**Exercise instructions**
The entries below are to be written out again without alteration.

**Supplied records**
.....
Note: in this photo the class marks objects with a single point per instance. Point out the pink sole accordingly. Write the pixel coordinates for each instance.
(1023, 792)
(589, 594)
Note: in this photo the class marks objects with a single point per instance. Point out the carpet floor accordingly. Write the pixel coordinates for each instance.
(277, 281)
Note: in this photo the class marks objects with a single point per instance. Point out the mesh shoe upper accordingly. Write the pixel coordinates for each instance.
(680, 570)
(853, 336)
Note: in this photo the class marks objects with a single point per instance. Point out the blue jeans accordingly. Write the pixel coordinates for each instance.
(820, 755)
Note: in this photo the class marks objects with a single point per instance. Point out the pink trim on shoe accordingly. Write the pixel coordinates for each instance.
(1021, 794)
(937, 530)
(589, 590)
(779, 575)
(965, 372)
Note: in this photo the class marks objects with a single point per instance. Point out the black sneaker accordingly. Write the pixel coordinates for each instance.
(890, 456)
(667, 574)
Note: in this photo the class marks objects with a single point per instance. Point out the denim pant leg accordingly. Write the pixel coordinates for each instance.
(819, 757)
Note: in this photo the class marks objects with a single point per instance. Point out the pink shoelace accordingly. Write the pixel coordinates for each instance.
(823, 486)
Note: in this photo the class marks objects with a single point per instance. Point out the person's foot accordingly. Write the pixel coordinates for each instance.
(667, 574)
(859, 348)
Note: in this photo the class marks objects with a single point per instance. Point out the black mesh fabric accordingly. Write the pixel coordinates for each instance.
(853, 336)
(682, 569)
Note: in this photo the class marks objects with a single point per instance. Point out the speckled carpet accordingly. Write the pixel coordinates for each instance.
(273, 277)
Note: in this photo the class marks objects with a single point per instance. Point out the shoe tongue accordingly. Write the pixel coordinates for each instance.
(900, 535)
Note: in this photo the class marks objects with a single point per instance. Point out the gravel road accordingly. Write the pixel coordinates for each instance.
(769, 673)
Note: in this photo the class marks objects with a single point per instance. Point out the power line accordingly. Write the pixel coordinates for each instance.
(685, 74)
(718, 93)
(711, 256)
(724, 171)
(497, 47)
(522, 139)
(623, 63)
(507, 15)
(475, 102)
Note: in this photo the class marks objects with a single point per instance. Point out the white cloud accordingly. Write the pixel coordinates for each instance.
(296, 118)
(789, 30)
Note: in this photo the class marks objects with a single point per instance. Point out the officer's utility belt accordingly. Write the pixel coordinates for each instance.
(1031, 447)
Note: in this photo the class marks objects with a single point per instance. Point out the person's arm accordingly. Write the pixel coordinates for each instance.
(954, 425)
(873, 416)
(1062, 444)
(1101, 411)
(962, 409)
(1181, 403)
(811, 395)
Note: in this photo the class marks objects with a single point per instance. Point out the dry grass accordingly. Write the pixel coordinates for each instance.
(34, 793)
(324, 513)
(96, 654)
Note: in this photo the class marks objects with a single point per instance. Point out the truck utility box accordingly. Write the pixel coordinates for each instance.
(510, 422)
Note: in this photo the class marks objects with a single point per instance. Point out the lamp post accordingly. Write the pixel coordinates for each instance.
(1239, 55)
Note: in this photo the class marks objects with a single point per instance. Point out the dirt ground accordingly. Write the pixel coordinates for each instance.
.....
**Solved problem**
Note: in this photo the class marks objects with a single point per instance. Point out the pink sole accordingly. Write the pixel coordinates for each instance.
(1023, 792)
(589, 594)
Note: in this photo the class marks objects with a single point per instance. Point out the carpet floor accordingly. Write the pixel coordinates for each instance.
(277, 281)
Note: in this photo the class marks objects with a single point per instance. Point out the mesh shoe upper accordingly. Write the pixel coordinates for each instance.
(680, 570)
(853, 336)
Note: in this photo the class marks objects with a single point per instance. Point out the blue jeans accordingly. Write the pixel coordinates for each instance.
(820, 755)
Note: in this photo the class marks objects with a single point per instance. Point out the pink trim on shoe accordingly. Write the pixel coordinates for each instance.
(1021, 794)
(937, 530)
(589, 590)
(779, 575)
(965, 372)
Note: in this photo the class marks objects with a single point per instance. Point out the black sneaker accordingly. Write the pixel coordinates for each instance.
(890, 456)
(667, 574)
Note: in this photo the class marks objects with a single point per instance. Point out the denim pant leg accordingly. Write the pixel coordinates for each instance.
(819, 757)
Note: in this photo the class marks objects with a single point per instance. Point out the pink shoelace accordingly. Write the pixel coordinates for each instance.
(823, 486)
Note: in this photo the class marks objects with a single point per instance. Point out the person's foot accordingly. Write the pixel coordinates for each instance.
(667, 574)
(859, 348)
Note: in this photo the class marks objects with a single point per instance. Point out the black mesh fabric accordingly. Write the pixel coordinates for each instance.
(853, 336)
(682, 569)
Note: in this photo the class marks objects with a single point per instance. Point out the speckled carpet accordingly. Write the pixel coordinates for each instance.
(273, 277)
Note: in this photo the class marks objects with a single point per instance. Point out the shoe tongue accordingly. Write the pixel coordinates for each instance.
(900, 535)
Note: in this photo the class marks objects with a single point per instance. Point out the gravel road accordingly. Write the pixel coordinates for each instance.
(769, 673)
Note: in this photo the class marks objects with a single point per instance. Point out the power line accordingly. Write the pixel coordinates for each instance.
(685, 74)
(718, 93)
(711, 256)
(724, 171)
(497, 47)
(522, 139)
(623, 63)
(507, 15)
(475, 102)
Note: in this photo the class marks objects with a single point per instance. Point out the white cloud accordingly. Write the pixel coordinates for each instance.
(296, 118)
(789, 30)
Note: in this photo the class marks objects with a single point per instance. Point out the officer's utility belt accordingly. Write the pixel coordinates for each instance.
(1031, 447)
Note: in this photo the class marks objects with a single point per instance. Point out the person's arm accordingly. Write the pixel coordinates for each instance.
(954, 425)
(873, 416)
(1062, 444)
(1101, 411)
(962, 409)
(1181, 403)
(811, 395)
Note: in this photo the class marks objects with a single point per instance. Point out the dry grass accordingly. Write the pixel coordinates for each instance.
(34, 793)
(324, 513)
(96, 654)
Note: in this photo the class marks objects with a single point per instance. Point out the truck utility box accordingly. Write the pixel coordinates for each instance.
(510, 422)
Note: in this photo the class marks objects with a single point per instance. Point out the lamp post accordingly. Write the pixel coordinates for each instance.
(1239, 55)
Note: in this photo the class marks objects with a single point per instance. Point out the dirt ground accordingly. Write the pixel coordinates for each instance.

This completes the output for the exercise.